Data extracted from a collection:
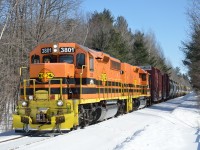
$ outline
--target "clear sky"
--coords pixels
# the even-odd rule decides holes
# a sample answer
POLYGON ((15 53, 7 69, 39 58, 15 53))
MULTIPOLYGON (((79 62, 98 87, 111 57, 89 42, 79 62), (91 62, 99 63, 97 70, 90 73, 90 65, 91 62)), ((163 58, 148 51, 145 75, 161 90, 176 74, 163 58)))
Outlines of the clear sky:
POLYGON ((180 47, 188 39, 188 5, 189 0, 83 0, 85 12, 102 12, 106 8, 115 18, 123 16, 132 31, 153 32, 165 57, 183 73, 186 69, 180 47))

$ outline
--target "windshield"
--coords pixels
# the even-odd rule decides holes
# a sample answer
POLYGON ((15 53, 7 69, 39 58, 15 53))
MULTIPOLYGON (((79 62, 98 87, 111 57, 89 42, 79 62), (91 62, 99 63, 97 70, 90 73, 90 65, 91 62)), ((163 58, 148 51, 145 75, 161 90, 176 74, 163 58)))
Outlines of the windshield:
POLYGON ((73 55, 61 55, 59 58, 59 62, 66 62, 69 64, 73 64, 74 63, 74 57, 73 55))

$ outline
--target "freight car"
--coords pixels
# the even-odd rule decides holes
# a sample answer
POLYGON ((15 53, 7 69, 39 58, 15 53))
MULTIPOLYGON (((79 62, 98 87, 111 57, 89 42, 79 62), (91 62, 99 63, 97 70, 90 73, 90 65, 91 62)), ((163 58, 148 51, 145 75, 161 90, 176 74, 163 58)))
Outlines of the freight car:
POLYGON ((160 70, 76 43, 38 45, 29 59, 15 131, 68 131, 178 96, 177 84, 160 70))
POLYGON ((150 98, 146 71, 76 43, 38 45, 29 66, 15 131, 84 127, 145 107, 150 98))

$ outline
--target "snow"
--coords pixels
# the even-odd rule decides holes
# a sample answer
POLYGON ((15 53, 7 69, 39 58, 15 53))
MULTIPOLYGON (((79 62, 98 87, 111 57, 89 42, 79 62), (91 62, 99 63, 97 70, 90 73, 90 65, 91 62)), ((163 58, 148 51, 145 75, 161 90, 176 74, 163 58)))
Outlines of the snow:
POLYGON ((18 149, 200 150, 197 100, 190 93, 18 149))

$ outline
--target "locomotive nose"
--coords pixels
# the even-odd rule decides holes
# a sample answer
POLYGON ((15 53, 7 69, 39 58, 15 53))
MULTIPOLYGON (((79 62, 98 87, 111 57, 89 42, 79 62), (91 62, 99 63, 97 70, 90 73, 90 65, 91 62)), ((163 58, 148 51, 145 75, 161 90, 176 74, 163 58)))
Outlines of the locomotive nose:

Problem statement:
Update the whole listing by replacing "even-odd rule" with "nonzero winding rule" wherever it appears, keeping every other line unchanged. Omit the pictures from your answer.

Completed exercise:
$ outline
--target "clear sky"
--coords pixels
# the nonzero winding rule decides holes
# a sample answer
POLYGON ((15 53, 7 69, 39 58, 15 53))
MULTIPOLYGON (((79 62, 98 87, 111 57, 89 42, 79 62), (91 62, 99 63, 97 70, 90 73, 90 65, 91 62)), ((163 58, 148 51, 145 75, 161 90, 176 74, 163 58)))
Outlines of the clear sky:
POLYGON ((180 47, 188 39, 188 5, 189 0, 83 0, 85 12, 102 12, 106 8, 115 18, 123 16, 132 31, 153 32, 165 57, 183 73, 186 69, 180 47))

$ outline
--target "windshield"
--coords pixels
# the nonzero winding rule decides holes
# a sample answer
POLYGON ((15 53, 7 69, 39 58, 15 53))
MULTIPOLYGON (((79 62, 98 87, 111 57, 89 42, 79 62), (91 62, 99 63, 97 70, 90 73, 90 65, 91 62)), ((163 58, 148 51, 145 75, 161 90, 176 74, 163 58)))
Outlines of the windshield:
POLYGON ((73 55, 61 55, 59 58, 59 62, 66 62, 69 64, 73 64, 74 63, 74 57, 73 55))

$ outline
--target "freight car"
--coords pixels
# the nonzero winding rule decides holes
# a sample answer
POLYGON ((15 53, 7 69, 39 58, 15 53))
MULTIPOLYGON (((79 62, 98 87, 111 57, 89 42, 79 62), (91 62, 99 63, 97 70, 90 73, 90 65, 91 62)), ((163 58, 148 51, 145 75, 161 90, 176 74, 163 58)))
Outlines of the freight car:
POLYGON ((160 70, 76 43, 38 45, 29 59, 15 131, 68 131, 178 96, 177 84, 160 70))
POLYGON ((150 98, 146 71, 76 43, 38 45, 29 66, 15 131, 84 127, 145 107, 150 98))

$ outline
--target "snow"
--coords pixels
# the nonzero winding rule decides holes
# a sample answer
POLYGON ((15 53, 7 69, 39 58, 15 53))
MULTIPOLYGON (((79 62, 98 87, 111 57, 89 42, 79 62), (91 62, 99 63, 97 70, 90 73, 90 65, 91 62)), ((163 58, 148 51, 145 75, 161 90, 176 74, 163 58)))
Outlines of the snow:
POLYGON ((18 149, 200 150, 197 100, 190 93, 18 149))

$ outline
--target "locomotive nose"
--coords pixels
# the nonzero winding rule decides holes
# a sample answer
POLYGON ((15 53, 7 69, 39 58, 15 53))
MULTIPOLYGON (((79 62, 98 87, 111 57, 89 42, 79 62), (91 62, 99 63, 97 70, 90 73, 90 65, 91 62)), ((163 58, 148 51, 145 75, 161 90, 176 74, 163 58)))
Outlines of the locomotive nose:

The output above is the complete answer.